# Sad News from Lee Valley



## JADobson (Aug 14, 2012)

I'd like to send my condolences to the Lee Valley and Veritas Tools family. Founder Leonard Lee passed away this morning. He built one of the finest companies in all of Canada and could teach the rest of the business world a lot about good customer service.










http://www.leevalley.com/en/LL.html
http://www.cbc.ca/news/canada/ottawa/leonard-lee-obit-1.3669286


----------



## Alster (Aug 7, 2009)

Love the company, love the customer service. This guy knew how to build a business!

RIP, Leonard Lee.


----------



## AandCstyle (Mar 21, 2012)

My condolences to the family. He built a great legacy and beat longevity the odds, who could ask for more.


----------



## Redoak49 (Dec 15, 2012)

Sad news…a great company with quality products


----------



## Tooch (Apr 6, 2013)

Sad news. Hopefully the next man up continues the legacy


----------



## distrbd (Sep 14, 2011)

My condolences to Rob Lee and family.


----------



## waho6o9 (May 6, 2011)

RIP Mr. Lee


----------



## JADobson (Aug 14, 2012)

> Sad news. Hopefully the next man up continues the legacy
> 
> - Tooch


From what I understand Robin Lee has been running the company for sometime now and has demonstrated the same commitments his father did.

Obit from Lost Art Press:
https://blog.lostartpress.com/2016/07/07/leonard-lee-founder-of-lee-valley-tools-1938-2016/


----------



## Kentuk55 (Sep 21, 2010)

Sad news. RIP Mr. Lee. Condolences to the family and friends.


----------



## HorizontalMike (Jun 3, 2010)

All of the above holds true!

RIP Mr. Lee


----------

•••

§ **CHALLENGES**
1 - Translate this sentence from the thread into Spanish: "He built one of the finest companies in all of Canada and could teach the rest of the business world a lot about good customer service."
2 - Rewrite everything in the records from the line containing "instance of brown" down to the line containing "0, 458, 481, 1003", both ends included. Keep the requests unchanged, but multiply every box coordinate in the answers by 2.35 and round to whole numbers, with halves rounded up. Give only those lines.

•••

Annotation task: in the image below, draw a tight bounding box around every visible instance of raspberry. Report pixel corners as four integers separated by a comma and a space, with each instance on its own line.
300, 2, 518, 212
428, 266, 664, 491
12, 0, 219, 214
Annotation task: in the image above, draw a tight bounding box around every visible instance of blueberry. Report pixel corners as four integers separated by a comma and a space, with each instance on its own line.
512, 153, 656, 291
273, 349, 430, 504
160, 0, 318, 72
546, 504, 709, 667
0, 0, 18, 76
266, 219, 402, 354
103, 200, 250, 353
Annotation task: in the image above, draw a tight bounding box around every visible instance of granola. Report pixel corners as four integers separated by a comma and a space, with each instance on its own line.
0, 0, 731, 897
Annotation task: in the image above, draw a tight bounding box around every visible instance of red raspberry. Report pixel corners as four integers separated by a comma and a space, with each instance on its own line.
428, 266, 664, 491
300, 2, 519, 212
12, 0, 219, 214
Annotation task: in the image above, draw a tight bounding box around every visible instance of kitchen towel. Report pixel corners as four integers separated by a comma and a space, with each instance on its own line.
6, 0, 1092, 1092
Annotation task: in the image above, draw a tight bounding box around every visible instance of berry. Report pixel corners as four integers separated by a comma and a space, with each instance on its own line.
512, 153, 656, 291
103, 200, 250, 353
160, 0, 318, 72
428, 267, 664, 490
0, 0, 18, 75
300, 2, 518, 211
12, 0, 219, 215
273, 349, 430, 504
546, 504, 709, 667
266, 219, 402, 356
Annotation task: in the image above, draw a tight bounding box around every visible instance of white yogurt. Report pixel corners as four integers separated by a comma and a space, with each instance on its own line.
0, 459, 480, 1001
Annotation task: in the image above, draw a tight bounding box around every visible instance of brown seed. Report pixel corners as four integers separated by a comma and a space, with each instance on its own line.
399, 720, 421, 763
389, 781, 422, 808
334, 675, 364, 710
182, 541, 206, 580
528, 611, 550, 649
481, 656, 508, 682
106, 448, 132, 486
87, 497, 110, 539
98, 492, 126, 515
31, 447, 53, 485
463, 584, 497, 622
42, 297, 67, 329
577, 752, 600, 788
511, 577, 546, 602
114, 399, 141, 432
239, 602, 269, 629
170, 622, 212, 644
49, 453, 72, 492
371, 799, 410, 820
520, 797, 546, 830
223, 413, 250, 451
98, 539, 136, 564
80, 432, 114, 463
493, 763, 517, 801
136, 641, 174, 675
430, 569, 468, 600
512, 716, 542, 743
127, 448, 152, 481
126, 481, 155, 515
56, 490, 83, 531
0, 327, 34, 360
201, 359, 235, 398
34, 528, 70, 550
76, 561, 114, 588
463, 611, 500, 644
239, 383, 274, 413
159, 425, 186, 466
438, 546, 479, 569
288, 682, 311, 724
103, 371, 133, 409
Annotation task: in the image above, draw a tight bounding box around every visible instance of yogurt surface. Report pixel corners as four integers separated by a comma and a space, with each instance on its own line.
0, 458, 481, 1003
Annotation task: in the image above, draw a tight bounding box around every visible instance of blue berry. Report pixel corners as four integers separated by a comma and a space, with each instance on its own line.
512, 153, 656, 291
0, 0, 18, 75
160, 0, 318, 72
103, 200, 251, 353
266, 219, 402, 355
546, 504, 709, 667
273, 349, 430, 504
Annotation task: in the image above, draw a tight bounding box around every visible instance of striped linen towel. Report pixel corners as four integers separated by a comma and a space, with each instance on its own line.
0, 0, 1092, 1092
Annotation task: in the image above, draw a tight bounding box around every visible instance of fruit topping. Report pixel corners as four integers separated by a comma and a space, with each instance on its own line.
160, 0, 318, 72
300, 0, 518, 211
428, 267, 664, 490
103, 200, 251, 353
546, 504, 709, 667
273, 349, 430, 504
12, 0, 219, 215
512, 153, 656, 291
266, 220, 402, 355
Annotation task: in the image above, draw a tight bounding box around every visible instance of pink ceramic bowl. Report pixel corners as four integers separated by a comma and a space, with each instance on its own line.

•••

§ **PROBLEM SOLUTIONS**
1 - Construyó una de las mejores empresas de todo Canadá y podría enseñarle mucho al resto del mundo empresarial sobre un buen servicio al cliente.

2 -
Annotation task: in the image above, draw a tight bounding box around every visible instance of brown seed. Report pixel corners as four integers separated by a comma and a space, with each instance on its own line.
938, 1692, 989, 1793
914, 1835, 992, 1899
785, 1586, 855, 1669
428, 1271, 484, 1363
1241, 1436, 1293, 1525
1130, 1542, 1194, 1603
249, 1053, 310, 1142
204, 1168, 259, 1267
230, 1156, 296, 1210
73, 1050, 125, 1140
1088, 1372, 1168, 1462
99, 698, 157, 773
1356, 1767, 1410, 1852
1201, 1356, 1283, 1415
268, 938, 331, 1015
562, 1415, 632, 1478
400, 1462, 498, 1513
115, 1065, 169, 1156
872, 1878, 964, 1927
1222, 1873, 1283, 1951
524, 971, 588, 1060
230, 1267, 320, 1325
188, 1015, 268, 1088
1159, 1793, 1215, 1882
320, 1506, 409, 1586
1011, 1337, 1100, 1410
1203, 1683, 1274, 1746
298, 1053, 357, 1130
296, 1130, 364, 1210
132, 1152, 195, 1248
0, 768, 80, 846
472, 844, 552, 935
80, 1241, 165, 1293
179, 1318, 268, 1382
1088, 1436, 1175, 1513
562, 900, 644, 971
374, 999, 437, 1095
1029, 1283, 1126, 1337
677, 1603, 731, 1701
242, 872, 313, 961
Annotation task: in the image above, draw a tight bounding box around every visible instance of yogurt surface. Report pixel corners as four integers separated by a comma and a space, with each instance on its own line.
0, 1076, 1130, 2357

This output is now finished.